▶ **ФРАГМЕНТ ТЕКСТА**:
___
Добравшись на попутных машинах до штаба названного мне полка, я направился на передовую. Шел по лесной тропинке, проложенной в снежной толще связистами. Кроны деревьев, покрытые кристаллами изморози, сказочно сверкали, роняя на землю искрящиеся пылинки. Белое убранство леса постепенно тускнело, ветки все больше обнажались, а снег под деревьями чернел закопченными воронками. Было ясно, что недавно здесь был сильный минометно-артиллерийский обстрел: немцы охотились за нашей кочующей минометной батареей, огневую позицию которой я старался разыскать. Там у меня был надежный корреспондент «Мужества», командир расчета сержант Артюхов.

Тропинка точно вывела на обширную поляну, где выстроились на приличном расстоянии друг от друга четыре миномета из полкового дивизиона. На передовой было затишье. Чуть в тылу от минометов, где виднелись ящики с минами и пустая «тара», увидел столпившихся бойцов и сержантов. Подошел к ним и увидел, что сержант Артюхов сидит на ящике и что-то пишет по подсказкам окруживших его минометчиков.
___
[Записи из набора данных для разметки]

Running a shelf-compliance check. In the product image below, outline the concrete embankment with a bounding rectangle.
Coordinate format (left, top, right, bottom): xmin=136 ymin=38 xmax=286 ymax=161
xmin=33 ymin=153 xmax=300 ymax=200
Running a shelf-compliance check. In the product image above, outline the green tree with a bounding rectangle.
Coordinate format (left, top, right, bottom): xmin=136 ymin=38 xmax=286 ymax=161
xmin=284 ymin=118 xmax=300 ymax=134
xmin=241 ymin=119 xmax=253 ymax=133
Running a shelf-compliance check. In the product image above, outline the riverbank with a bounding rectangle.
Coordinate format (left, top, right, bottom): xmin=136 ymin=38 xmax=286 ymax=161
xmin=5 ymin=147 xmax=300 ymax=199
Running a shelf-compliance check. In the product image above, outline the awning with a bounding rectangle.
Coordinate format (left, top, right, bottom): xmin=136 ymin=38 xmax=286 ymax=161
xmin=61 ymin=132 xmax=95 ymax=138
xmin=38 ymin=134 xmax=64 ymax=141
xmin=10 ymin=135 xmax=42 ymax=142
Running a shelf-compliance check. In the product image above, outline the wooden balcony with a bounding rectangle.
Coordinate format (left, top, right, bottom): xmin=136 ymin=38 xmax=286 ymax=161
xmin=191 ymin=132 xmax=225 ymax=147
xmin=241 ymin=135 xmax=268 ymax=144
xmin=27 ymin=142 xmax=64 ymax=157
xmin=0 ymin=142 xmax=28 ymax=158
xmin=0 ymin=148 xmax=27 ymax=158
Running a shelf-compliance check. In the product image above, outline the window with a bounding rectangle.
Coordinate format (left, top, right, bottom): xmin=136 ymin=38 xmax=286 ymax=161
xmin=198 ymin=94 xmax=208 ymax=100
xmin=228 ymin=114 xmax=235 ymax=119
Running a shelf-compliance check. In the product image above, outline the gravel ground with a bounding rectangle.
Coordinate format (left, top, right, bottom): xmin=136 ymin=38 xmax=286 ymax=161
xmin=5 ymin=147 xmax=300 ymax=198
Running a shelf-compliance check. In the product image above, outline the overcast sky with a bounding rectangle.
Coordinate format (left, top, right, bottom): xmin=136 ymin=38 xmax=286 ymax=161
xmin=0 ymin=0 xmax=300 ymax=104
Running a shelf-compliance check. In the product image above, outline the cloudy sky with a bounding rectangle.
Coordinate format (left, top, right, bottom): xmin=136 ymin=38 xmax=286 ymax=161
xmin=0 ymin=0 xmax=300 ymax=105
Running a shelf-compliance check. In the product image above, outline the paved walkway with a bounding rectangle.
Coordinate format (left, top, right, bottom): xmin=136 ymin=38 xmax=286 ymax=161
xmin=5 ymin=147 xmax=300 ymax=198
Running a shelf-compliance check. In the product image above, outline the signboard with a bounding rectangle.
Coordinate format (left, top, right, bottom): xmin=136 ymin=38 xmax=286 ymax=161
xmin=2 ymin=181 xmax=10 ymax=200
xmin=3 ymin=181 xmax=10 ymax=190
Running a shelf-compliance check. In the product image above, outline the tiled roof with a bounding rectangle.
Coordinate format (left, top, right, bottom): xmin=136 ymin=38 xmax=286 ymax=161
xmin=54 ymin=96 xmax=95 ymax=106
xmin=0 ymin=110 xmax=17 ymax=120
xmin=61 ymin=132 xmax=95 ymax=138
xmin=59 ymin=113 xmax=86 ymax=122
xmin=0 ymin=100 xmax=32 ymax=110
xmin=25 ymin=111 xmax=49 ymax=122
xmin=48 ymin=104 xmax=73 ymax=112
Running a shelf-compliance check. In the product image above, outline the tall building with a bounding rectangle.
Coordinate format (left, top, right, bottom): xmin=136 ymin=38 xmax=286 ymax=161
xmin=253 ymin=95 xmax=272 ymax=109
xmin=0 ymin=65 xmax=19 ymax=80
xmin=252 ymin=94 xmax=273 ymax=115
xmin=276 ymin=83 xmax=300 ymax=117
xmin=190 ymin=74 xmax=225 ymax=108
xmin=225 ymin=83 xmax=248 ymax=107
___
Перепишите дословно часть текста о пути на передовую: от слов «Добравшись на попутных» до слов «расчета сержант Артюхов.» включительно.

▶ **ИТОГ УПРАЖНЕНИЯ**:
Добравшись на попутных машинах до штаба названного мне полка, я направился на передовую. Шел по лесной тропинке, проложенной в снежной толще связистами. Кроны деревьев, покрытые кристаллами изморози, сказочно сверкали, роняя на землю искрящиеся пылинки. Белое убранство леса постепенно тускнело, ветки все больше обнажались, а снег под деревьями чернел закопченными воронками. Было ясно, что недавно здесь был сильный минометно-артиллерийский обстрел: немцы охотились за нашей кочующей минометной батареей, огневую позицию которой я старался разыскать. Там у меня был надежный корреспондент «Мужества», командир расчета сержант Артюхов.